Stored data entries

----------------

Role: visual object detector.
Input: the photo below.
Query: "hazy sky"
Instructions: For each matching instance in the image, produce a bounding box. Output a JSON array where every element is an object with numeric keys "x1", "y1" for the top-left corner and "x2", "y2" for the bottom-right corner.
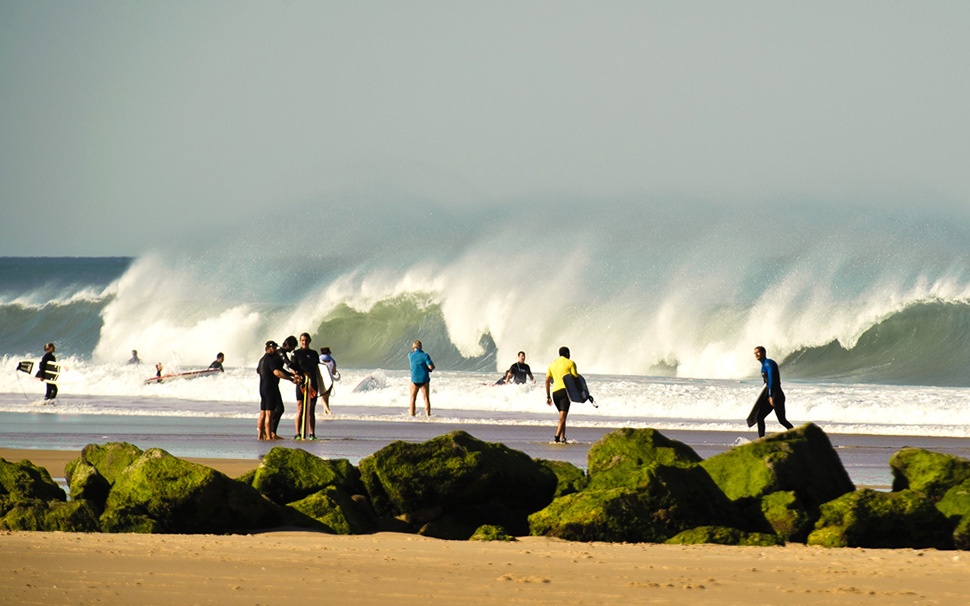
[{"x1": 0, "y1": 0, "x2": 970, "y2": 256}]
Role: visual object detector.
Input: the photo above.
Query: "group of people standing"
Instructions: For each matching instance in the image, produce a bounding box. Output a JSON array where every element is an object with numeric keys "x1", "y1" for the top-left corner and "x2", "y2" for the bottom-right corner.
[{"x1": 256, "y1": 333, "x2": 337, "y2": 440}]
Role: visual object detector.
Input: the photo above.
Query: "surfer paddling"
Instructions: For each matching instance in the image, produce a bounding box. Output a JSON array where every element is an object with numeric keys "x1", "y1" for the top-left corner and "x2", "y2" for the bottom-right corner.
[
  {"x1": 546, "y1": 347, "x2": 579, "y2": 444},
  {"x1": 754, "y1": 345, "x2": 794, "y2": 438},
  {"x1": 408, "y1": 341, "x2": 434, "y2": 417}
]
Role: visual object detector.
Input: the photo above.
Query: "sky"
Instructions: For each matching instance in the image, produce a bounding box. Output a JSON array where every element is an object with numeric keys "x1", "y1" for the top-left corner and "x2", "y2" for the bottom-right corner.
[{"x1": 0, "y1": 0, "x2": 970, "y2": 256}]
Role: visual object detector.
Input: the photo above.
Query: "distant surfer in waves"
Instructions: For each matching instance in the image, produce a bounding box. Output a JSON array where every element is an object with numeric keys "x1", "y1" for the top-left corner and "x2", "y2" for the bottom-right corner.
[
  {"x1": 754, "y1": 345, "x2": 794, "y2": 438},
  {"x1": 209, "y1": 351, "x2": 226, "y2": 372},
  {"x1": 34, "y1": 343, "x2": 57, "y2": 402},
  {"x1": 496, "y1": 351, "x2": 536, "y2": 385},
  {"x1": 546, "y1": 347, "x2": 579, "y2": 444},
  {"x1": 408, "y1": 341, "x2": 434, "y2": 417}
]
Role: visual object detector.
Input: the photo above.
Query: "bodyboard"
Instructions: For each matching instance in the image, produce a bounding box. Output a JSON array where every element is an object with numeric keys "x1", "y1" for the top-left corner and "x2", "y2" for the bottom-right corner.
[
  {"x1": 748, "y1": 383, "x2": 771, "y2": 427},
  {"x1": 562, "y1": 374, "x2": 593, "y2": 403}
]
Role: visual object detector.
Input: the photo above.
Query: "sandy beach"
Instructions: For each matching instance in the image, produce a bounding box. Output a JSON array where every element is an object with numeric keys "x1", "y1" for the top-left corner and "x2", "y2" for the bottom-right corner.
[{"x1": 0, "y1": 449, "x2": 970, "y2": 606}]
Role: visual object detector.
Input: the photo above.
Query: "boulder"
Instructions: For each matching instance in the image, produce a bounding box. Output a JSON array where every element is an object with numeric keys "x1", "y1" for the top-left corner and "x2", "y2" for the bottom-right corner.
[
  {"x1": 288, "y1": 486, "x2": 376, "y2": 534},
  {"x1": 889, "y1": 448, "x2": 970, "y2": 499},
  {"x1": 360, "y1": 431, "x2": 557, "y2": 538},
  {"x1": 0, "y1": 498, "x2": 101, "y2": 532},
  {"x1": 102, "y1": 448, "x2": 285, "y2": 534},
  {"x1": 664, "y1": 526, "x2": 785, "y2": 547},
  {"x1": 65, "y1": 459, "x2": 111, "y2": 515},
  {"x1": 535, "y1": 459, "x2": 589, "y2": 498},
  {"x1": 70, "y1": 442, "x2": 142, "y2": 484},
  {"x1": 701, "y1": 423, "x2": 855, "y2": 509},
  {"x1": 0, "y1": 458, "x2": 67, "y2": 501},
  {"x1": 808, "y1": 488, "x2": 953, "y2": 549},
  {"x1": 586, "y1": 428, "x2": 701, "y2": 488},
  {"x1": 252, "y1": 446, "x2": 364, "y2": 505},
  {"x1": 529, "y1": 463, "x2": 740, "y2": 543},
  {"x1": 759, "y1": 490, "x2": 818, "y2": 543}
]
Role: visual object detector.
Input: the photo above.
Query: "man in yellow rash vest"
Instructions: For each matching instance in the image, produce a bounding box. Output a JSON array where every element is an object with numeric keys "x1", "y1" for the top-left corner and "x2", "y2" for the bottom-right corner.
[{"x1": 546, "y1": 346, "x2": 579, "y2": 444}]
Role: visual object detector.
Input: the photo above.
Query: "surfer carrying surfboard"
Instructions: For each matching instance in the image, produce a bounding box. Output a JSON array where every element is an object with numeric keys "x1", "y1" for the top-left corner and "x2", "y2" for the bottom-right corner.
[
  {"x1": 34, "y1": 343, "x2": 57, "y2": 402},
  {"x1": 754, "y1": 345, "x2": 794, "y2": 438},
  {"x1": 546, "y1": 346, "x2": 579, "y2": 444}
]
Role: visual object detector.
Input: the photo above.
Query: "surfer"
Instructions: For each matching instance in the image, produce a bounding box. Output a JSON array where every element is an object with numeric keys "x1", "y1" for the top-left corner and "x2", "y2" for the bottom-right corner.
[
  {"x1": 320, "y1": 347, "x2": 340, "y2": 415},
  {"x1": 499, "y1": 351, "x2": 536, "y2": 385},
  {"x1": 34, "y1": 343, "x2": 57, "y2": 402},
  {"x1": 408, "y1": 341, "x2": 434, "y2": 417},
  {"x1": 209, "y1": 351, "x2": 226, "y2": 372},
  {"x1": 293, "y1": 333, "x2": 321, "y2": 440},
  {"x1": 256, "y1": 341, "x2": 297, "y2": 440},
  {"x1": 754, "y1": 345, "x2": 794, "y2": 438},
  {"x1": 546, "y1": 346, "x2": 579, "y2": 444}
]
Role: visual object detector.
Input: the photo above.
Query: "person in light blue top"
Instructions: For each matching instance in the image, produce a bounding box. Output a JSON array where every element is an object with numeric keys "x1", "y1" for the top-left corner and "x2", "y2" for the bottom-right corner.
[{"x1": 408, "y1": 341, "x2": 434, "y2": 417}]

----------------

◆ Directions for this task ◆
Find each line in the stored data entries above that contains the string "Query" and copy those lines.

◆ Complete output ◆
Query: "hazy sky"
Query: "group of people standing"
Query: "surfer paddling"
Query: "sky"
Query: "distant surfer in waves"
Query: "bodyboard"
Query: "sandy beach"
Query: "boulder"
Query: "man in yellow rash vest"
Query: "surfer carrying surfboard"
Query: "surfer"
Query: "person in light blue top"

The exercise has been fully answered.